Required task:
Transcribe every line exactly, from the line containing "of the rusty" down to the line containing "(1177, 653)", including both of those lines.

Supplied material:
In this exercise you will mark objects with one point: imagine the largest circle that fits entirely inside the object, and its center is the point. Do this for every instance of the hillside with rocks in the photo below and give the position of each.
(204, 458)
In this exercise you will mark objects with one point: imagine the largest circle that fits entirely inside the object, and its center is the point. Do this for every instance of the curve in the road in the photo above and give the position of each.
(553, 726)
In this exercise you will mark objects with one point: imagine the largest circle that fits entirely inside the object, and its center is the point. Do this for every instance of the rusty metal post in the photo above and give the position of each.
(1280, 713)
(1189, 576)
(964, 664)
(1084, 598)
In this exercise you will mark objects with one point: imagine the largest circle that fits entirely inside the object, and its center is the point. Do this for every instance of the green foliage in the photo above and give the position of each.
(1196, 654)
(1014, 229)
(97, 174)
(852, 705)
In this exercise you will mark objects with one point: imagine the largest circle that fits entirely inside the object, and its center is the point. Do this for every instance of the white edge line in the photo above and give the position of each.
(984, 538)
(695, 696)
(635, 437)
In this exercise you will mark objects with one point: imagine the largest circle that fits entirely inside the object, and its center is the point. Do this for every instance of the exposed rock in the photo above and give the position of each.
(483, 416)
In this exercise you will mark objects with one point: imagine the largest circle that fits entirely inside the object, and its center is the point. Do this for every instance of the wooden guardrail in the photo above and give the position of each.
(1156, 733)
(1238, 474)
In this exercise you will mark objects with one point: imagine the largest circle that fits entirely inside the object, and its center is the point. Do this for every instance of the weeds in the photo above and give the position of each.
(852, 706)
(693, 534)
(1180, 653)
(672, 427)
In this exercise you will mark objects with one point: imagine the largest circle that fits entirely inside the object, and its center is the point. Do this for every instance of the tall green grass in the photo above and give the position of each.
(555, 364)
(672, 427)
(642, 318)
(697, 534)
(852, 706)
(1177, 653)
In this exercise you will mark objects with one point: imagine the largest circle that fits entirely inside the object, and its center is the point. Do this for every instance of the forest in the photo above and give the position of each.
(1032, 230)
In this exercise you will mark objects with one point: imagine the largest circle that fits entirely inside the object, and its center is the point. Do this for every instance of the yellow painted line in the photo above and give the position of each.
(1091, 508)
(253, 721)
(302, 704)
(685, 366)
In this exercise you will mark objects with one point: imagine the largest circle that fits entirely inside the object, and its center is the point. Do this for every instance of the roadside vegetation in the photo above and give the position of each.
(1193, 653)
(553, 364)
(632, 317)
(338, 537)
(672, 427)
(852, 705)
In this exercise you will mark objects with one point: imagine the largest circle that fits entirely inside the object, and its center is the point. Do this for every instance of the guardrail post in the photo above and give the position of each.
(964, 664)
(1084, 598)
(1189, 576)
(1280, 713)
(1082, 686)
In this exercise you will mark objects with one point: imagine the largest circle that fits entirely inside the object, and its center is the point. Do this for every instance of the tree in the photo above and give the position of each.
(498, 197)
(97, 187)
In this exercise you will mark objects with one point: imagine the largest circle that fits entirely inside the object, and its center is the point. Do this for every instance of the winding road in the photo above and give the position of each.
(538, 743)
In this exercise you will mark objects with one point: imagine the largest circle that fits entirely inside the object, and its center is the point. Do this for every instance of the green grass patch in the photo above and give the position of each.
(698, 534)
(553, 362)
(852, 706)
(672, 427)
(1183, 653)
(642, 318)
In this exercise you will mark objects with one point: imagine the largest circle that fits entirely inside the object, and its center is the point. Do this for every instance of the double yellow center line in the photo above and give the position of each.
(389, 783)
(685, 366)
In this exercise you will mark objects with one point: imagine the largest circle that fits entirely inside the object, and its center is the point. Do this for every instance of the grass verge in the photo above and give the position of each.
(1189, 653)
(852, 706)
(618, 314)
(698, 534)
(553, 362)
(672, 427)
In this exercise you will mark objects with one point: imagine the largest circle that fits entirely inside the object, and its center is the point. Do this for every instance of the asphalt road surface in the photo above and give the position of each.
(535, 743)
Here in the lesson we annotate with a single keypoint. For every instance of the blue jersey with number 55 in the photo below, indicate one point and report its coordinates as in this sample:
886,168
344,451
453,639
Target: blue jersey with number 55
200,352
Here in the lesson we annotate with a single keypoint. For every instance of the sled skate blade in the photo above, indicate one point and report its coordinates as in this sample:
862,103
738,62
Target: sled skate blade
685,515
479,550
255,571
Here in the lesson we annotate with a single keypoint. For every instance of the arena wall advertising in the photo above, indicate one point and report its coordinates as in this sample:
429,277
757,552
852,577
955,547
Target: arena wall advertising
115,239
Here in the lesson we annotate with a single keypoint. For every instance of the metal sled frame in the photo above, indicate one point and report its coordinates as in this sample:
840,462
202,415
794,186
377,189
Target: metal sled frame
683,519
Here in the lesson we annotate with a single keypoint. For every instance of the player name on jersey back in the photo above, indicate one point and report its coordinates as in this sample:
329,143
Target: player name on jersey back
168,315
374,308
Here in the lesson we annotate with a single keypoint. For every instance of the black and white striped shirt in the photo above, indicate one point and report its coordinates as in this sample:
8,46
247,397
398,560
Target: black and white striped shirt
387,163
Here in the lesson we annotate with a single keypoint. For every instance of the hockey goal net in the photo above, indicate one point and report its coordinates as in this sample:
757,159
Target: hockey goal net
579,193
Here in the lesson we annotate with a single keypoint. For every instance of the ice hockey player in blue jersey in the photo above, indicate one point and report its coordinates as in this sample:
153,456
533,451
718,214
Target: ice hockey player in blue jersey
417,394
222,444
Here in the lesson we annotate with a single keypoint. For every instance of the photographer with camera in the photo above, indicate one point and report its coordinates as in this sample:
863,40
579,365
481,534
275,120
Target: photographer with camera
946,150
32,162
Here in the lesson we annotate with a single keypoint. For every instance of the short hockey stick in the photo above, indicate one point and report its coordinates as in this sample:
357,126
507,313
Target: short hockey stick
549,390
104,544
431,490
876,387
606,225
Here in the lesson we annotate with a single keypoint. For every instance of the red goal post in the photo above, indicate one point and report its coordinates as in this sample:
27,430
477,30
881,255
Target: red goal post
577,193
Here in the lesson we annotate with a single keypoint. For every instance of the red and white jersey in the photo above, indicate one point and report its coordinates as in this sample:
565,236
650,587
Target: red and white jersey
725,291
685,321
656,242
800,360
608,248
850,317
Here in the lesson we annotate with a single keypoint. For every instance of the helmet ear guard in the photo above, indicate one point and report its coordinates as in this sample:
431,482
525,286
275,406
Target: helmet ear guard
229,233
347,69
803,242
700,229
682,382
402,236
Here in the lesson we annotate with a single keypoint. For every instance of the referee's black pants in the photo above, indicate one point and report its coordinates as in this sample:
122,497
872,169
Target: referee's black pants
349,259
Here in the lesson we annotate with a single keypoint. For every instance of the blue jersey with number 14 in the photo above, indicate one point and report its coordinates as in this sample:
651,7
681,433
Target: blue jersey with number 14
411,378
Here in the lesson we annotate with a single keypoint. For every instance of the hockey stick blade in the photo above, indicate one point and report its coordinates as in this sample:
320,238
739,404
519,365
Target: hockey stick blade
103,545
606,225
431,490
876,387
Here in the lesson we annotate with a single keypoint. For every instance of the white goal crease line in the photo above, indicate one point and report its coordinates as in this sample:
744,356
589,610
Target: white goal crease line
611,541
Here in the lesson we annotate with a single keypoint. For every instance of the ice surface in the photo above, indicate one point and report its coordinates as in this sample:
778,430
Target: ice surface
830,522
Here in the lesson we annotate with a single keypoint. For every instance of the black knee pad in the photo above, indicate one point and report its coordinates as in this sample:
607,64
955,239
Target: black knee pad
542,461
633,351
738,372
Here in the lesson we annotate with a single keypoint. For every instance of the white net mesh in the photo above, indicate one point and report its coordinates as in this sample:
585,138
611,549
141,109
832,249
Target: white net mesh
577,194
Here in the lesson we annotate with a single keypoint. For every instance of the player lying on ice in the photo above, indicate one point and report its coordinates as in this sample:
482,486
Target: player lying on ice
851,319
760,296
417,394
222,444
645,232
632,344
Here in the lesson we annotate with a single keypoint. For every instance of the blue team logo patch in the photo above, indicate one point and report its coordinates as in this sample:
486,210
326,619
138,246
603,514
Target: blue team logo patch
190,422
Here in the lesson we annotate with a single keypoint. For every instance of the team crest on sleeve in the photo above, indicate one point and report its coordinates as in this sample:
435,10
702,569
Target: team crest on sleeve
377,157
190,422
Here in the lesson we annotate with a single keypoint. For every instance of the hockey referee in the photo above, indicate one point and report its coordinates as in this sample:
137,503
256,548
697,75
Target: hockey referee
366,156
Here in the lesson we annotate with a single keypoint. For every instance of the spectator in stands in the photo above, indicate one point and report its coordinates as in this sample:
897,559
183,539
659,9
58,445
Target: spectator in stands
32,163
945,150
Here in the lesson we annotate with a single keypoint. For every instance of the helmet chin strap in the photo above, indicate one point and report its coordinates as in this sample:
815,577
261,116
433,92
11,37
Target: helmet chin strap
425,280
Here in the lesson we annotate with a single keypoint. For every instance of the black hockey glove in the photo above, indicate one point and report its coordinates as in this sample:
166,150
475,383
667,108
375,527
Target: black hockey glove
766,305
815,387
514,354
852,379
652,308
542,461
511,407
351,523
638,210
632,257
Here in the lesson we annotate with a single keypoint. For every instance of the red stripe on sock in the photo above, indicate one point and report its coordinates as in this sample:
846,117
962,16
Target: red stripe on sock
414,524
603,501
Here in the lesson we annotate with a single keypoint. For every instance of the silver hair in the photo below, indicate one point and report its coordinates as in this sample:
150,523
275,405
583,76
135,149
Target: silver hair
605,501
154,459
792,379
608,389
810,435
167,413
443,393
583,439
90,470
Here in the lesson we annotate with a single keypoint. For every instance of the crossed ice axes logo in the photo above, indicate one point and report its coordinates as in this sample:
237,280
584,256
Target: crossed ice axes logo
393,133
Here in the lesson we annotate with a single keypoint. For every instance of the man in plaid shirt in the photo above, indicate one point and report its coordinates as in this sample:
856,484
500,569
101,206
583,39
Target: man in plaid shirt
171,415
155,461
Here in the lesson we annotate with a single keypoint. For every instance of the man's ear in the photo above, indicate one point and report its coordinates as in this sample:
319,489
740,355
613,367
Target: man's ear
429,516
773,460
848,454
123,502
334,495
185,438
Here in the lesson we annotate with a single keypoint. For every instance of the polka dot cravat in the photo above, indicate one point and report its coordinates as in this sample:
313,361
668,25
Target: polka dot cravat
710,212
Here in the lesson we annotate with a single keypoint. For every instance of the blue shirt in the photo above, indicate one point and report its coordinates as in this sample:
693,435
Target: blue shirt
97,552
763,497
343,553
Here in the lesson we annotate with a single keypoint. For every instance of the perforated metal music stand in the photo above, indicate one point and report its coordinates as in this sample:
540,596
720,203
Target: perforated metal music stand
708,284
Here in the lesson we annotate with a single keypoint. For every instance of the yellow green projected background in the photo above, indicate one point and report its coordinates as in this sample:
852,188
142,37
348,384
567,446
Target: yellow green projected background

Exercise solution:
In this exercise you will mark objects with one point: imagine the largest circle that fits entirely inside the object, and its center is the point. Do this for every instance of the rusty metal post in the photo above and give the position of each.
(1280, 713)
(1189, 576)
(964, 664)
(1084, 598)
In this exercise you will mark objects with one point: imagine the largest circle that fits entirely inside the object, and its center is the point. Do this for every instance of the green foliage in the photo above and give the position of each.
(1196, 654)
(1014, 229)
(97, 174)
(852, 705)
In this exercise you will mark objects with one point: imagine the largest circle that fits entirely inside the object, and its center is the point. Do this for every instance of the white edge line in the photo above and give the position of each.
(984, 538)
(695, 696)
(635, 437)
In this exercise you will mark objects with one point: imagine the largest circle that fits entirely inside the object, and its center is the point. Do this for every instance of the exposed rock in the photo above and give the position of each.
(483, 416)
In this exercise you will mark objects with one point: imagine the largest circle that fits entirely inside the object, and its center is the point. Do this for every instance of the wooden guardrail in the photo above and give the position of each.
(1156, 733)
(1238, 474)
In this exercise you will mark objects with one point: imagine the largest circle that fits entirely inside the object, and its center is the point. Do this for every instance of the weeds in the photo above and give the position of each.
(852, 706)
(693, 534)
(1180, 653)
(672, 427)
In this exercise you will mark objects with one point: imagine the largest circle that fits entirely inside the object, and its center is the point. Do this for every instance of the tall green grass in the photo above and give the position of each.
(555, 364)
(672, 427)
(642, 318)
(697, 534)
(852, 706)
(1177, 653)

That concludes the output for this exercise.